Problem to work on> Without including any image, repeat every record exactly.

Material provided>
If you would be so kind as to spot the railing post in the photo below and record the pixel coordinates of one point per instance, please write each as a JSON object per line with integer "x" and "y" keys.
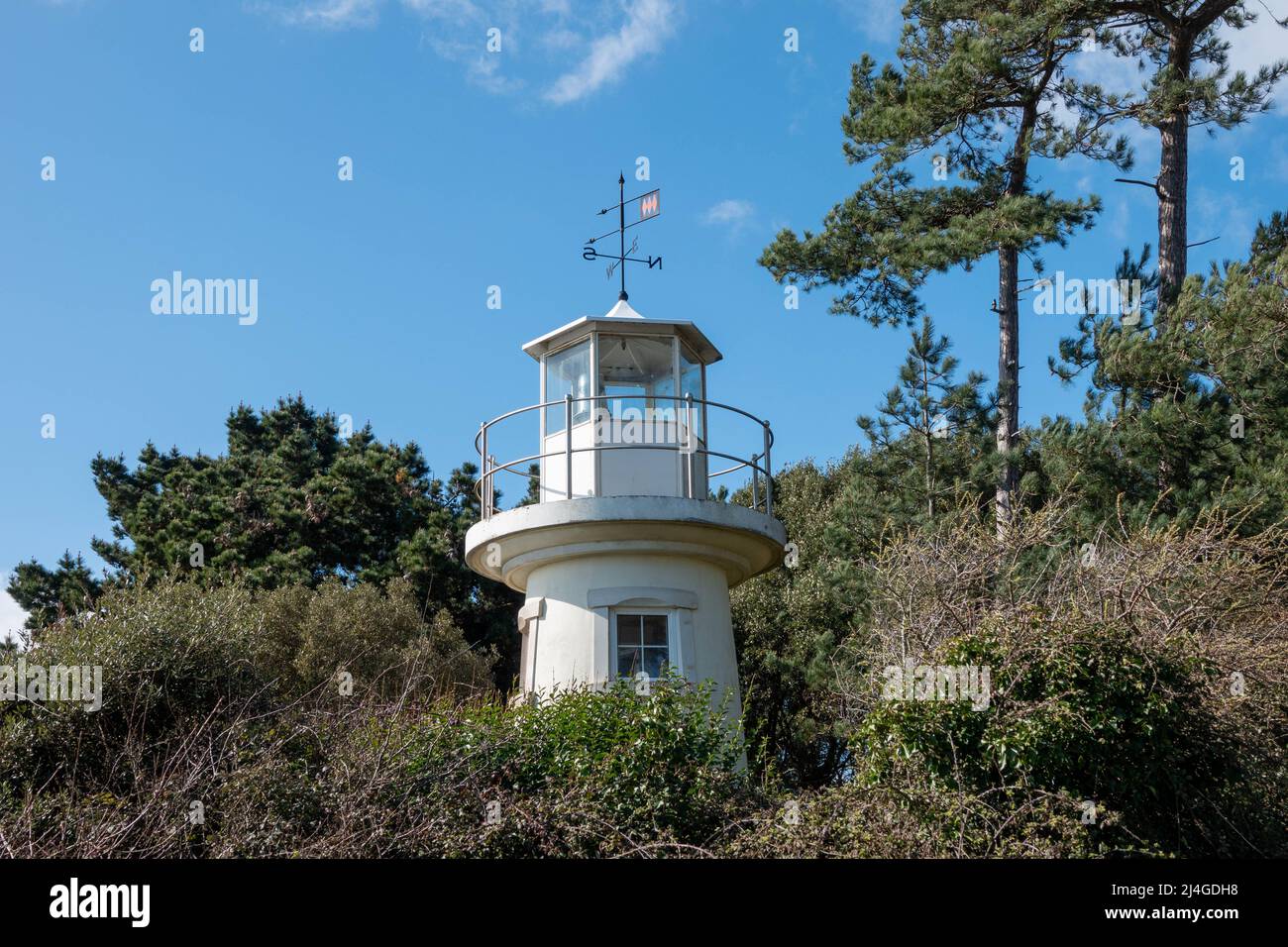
{"x": 485, "y": 508}
{"x": 688, "y": 438}
{"x": 490, "y": 486}
{"x": 568, "y": 445}
{"x": 769, "y": 474}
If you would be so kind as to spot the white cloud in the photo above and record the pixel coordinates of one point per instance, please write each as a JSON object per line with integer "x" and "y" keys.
{"x": 733, "y": 214}
{"x": 539, "y": 38}
{"x": 12, "y": 616}
{"x": 648, "y": 25}
{"x": 334, "y": 14}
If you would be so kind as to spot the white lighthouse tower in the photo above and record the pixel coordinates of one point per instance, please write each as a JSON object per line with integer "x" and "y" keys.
{"x": 626, "y": 562}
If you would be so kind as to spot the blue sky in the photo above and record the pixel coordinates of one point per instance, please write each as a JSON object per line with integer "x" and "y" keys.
{"x": 472, "y": 169}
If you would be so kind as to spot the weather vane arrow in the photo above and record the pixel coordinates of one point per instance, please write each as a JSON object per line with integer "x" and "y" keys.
{"x": 649, "y": 208}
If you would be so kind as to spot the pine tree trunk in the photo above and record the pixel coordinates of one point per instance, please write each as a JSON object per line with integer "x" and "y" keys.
{"x": 930, "y": 450}
{"x": 1172, "y": 182}
{"x": 1008, "y": 384}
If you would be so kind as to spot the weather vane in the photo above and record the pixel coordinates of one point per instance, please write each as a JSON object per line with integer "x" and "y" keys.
{"x": 649, "y": 206}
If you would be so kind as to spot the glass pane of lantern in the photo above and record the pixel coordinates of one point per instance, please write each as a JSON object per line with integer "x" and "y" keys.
{"x": 655, "y": 660}
{"x": 629, "y": 629}
{"x": 627, "y": 663}
{"x": 568, "y": 372}
{"x": 691, "y": 382}
{"x": 635, "y": 371}
{"x": 655, "y": 629}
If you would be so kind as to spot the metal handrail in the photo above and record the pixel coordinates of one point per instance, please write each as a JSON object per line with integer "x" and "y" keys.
{"x": 758, "y": 463}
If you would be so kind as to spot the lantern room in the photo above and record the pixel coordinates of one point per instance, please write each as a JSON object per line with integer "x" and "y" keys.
{"x": 625, "y": 407}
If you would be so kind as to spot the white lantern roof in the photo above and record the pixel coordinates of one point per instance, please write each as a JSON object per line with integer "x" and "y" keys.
{"x": 622, "y": 320}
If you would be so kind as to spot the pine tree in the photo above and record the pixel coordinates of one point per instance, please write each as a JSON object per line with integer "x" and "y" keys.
{"x": 926, "y": 407}
{"x": 979, "y": 82}
{"x": 1190, "y": 86}
{"x": 48, "y": 595}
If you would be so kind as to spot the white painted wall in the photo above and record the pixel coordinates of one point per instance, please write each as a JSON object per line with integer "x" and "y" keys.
{"x": 570, "y": 641}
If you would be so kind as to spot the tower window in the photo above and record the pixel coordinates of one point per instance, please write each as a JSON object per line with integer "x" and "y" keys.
{"x": 643, "y": 642}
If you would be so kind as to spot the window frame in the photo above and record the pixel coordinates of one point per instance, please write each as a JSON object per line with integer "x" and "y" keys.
{"x": 674, "y": 659}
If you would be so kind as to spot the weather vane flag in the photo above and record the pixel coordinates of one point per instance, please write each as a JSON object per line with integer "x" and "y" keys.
{"x": 649, "y": 205}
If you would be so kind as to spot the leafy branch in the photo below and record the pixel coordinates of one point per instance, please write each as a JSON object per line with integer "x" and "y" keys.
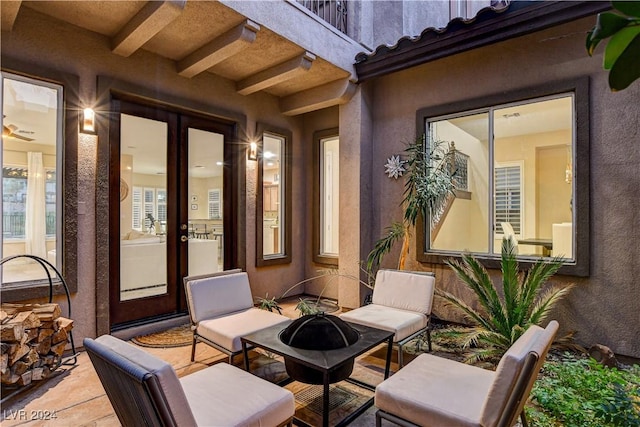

Reply to the exercise>
If you would be so kind as to spot the railing post in the photo below and record the pixel coordinates of one point per instance, please write each as a JSON object per line with integer "x" and "y" keys.
{"x": 485, "y": 508}
{"x": 688, "y": 438}
{"x": 490, "y": 486}
{"x": 568, "y": 445}
{"x": 769, "y": 474}
If you would be so kind as to spot the white cloud in the photo above and record the pixel coordinates of one point per instance, please write each as a JSON object per line with integer "x" and "y" keys.
{"x": 733, "y": 214}
{"x": 539, "y": 38}
{"x": 12, "y": 616}
{"x": 648, "y": 25}
{"x": 334, "y": 14}
If you would be so kind as to spot the white lighthouse tower in the photo above and record the pixel coordinates of one point per instance, please write each as a JSON object per line with integer "x" and "y" keys.
{"x": 626, "y": 562}
If you would be so kind as to spot the blue sky in the photo above and record the pixel coordinates of one point per instance, please write each as a JSON object per line with integer "x" and "y" keys.
{"x": 472, "y": 169}
If you would be so kind as to spot the weather vane arrow in the photo above and record the pixel coordinates of one point per instance, please write each as a JSON object per line with integer "x" and "y" keys.
{"x": 649, "y": 208}
If you would be so kind as to spot the pine tree trunk in the photo above and record the pixel coordinates of one point per instance, please write each as a JSON object per line with integer "x" and "y" keys.
{"x": 930, "y": 450}
{"x": 1172, "y": 182}
{"x": 1008, "y": 384}
If you would be so kind as to spot the weather vane in the photo above and record the pixel coordinates of one point per instance, please write each as a JSON object per line with integer "x" and "y" keys.
{"x": 649, "y": 206}
If you would be so kind as to spot the glass pane of lantern in the photo above and record the pixel coordinates of one point per instance, please write each as a JSON object per line with integer "x" and "y" keys.
{"x": 655, "y": 660}
{"x": 629, "y": 629}
{"x": 627, "y": 663}
{"x": 568, "y": 372}
{"x": 691, "y": 382}
{"x": 635, "y": 371}
{"x": 655, "y": 629}
If you would be so kind as to spot the metal handrail in the photo above and record the pixel coordinates of one point per instance, please write each as a JSON object per line with integer "x" and "y" keys.
{"x": 758, "y": 463}
If you would be so kind as to spot the lantern room in the photo above and record the pixel coordinates of one point per instance, please write each as a JSON object per line with integer "x" and "y" keys.
{"x": 625, "y": 407}
If you would be so kind as to spot the white lantern roof in the photo above and record the pixel coordinates of one point per instance, please write each as a JSON object per line with integer "x" and "y" keys.
{"x": 622, "y": 320}
If you would be so kind as to spot the pine tree in the photo above and record the pixel coordinates of one point per instance, please write each as a JSON object per line with integer "x" and "y" keys.
{"x": 926, "y": 407}
{"x": 979, "y": 82}
{"x": 1190, "y": 86}
{"x": 48, "y": 595}
If you would be so kind as to spot the white painted wall in the photo above and record the pixel coordinates of one point per instance, please write each as a JSON object per line with integer "x" and "y" keys.
{"x": 570, "y": 641}
If you would be so kind as to spot the tower window in the photo above and record the pixel coordinates of one point per instance, please write each as a JSON object per line with integer "x" and "y" keys.
{"x": 643, "y": 642}
If you would be so kind as to spot the window frame in the photo above and record the pixel coordinates of one point per instance, please write each as a JSON object per line with integer "x" and "y" keys.
{"x": 674, "y": 659}
If you would be so kind as to spot the weather vane flag in the photo above and record the pixel coordinates of one point per instance, please write each as a JSON object per line with integer "x" and "y" keys.
{"x": 649, "y": 205}
If you would be so kind as to spot the leafy branch in the photo below and record the pixel coordinates of one point per instance, please write each as a JSON object per line with integer "x" and "y" keys.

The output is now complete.